### REQUIRED WORK
Omit every picture, and retype the lines that run from the beginning of the data below through the line containing "Target: man in camouflage uniform", inclusive.

Dataset entries:
======

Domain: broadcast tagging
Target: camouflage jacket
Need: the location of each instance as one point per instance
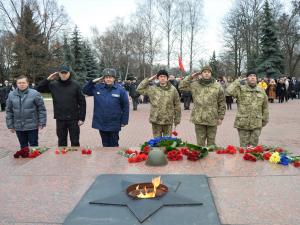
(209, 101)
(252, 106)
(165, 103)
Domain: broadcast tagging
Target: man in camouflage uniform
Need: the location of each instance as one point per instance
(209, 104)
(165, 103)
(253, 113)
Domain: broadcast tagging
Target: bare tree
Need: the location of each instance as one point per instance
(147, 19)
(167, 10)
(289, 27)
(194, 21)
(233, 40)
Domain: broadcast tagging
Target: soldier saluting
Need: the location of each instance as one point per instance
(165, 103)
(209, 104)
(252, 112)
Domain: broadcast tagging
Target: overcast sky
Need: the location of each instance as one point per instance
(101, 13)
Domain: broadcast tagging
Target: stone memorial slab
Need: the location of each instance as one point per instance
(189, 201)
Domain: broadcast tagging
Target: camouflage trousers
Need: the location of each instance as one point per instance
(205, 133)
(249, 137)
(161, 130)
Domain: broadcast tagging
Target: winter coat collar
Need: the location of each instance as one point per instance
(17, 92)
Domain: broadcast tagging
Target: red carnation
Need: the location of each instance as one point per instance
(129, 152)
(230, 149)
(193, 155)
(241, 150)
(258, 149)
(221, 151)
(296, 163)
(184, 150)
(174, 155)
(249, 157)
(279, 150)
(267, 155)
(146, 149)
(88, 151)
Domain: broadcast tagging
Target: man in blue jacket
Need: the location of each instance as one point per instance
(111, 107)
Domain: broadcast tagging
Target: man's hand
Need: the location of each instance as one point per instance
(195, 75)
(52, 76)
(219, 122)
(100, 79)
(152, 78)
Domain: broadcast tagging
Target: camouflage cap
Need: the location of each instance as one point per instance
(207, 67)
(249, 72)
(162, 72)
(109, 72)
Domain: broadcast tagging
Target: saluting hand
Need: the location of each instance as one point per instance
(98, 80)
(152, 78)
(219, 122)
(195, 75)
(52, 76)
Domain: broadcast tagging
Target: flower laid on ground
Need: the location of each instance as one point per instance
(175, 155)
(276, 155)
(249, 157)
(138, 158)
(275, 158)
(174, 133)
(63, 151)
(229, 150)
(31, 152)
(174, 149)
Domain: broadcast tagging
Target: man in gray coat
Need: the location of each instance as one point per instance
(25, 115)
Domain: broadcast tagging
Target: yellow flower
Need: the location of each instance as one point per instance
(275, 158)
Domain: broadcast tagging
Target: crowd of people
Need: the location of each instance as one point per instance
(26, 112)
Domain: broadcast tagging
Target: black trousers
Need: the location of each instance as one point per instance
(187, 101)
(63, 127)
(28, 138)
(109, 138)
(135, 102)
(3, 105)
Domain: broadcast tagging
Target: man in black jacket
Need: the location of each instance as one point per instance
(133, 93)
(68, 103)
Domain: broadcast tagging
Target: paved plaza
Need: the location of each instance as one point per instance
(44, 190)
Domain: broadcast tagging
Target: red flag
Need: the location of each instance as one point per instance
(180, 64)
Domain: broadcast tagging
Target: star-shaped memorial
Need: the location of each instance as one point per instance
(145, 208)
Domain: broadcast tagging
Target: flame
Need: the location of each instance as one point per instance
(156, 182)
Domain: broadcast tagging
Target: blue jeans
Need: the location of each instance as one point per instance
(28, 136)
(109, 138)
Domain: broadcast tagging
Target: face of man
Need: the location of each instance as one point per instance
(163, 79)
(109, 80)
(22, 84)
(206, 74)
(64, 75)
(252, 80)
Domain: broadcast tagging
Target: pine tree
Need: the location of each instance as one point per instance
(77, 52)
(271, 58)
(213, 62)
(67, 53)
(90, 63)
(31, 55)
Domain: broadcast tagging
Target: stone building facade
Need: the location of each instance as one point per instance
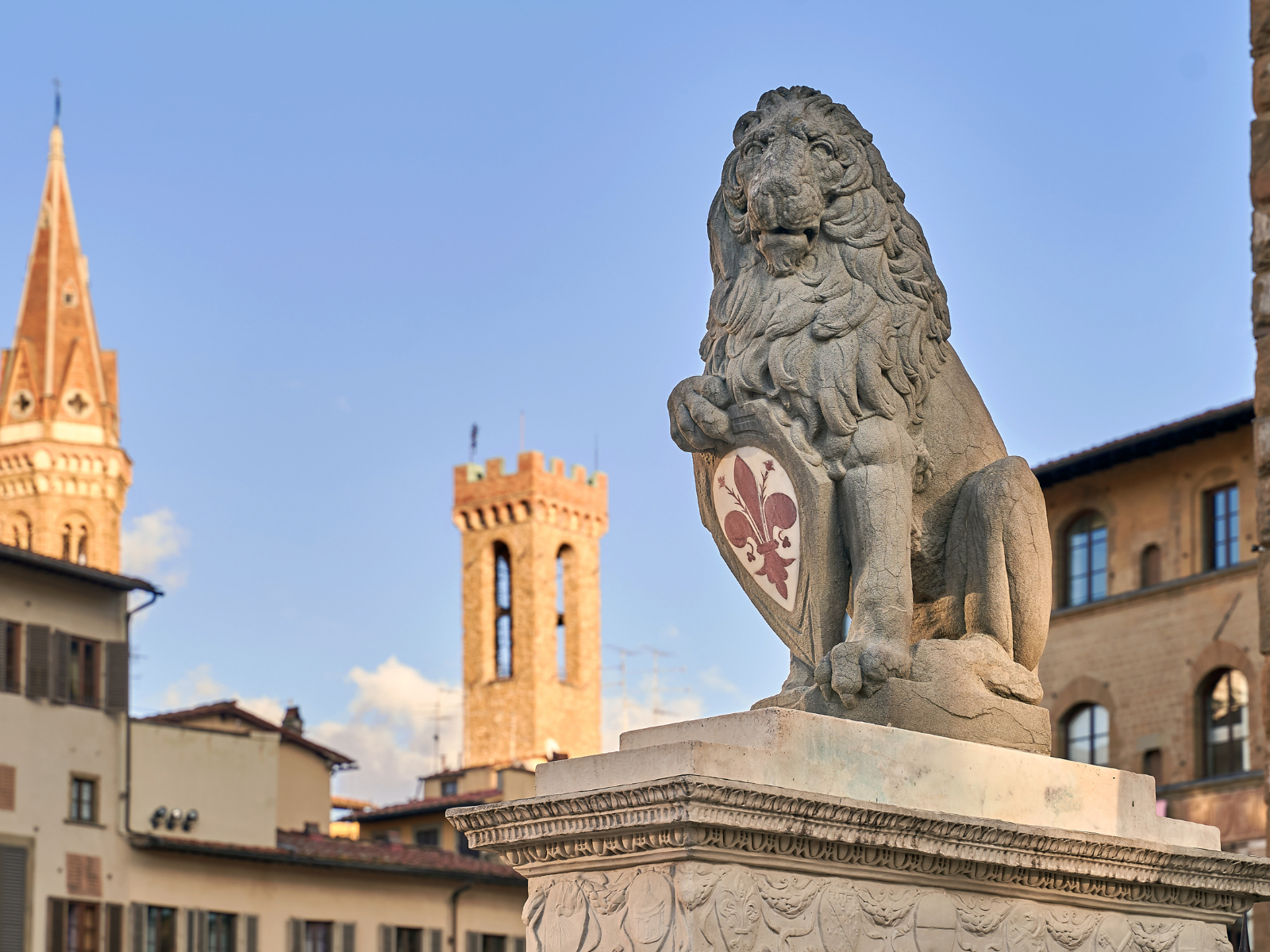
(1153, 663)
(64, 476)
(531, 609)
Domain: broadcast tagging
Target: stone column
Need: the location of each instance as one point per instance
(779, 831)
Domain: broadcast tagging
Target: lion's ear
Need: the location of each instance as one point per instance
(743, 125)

======

### ANSWER TO THE PROBLEM
Domain: broadcast tagging
Target: camouflage jacket
Need: the location of each instance as one point per instance
(209, 101)
(252, 106)
(165, 103)
Domain: broadcast tagging
Target: man in camouflage uniform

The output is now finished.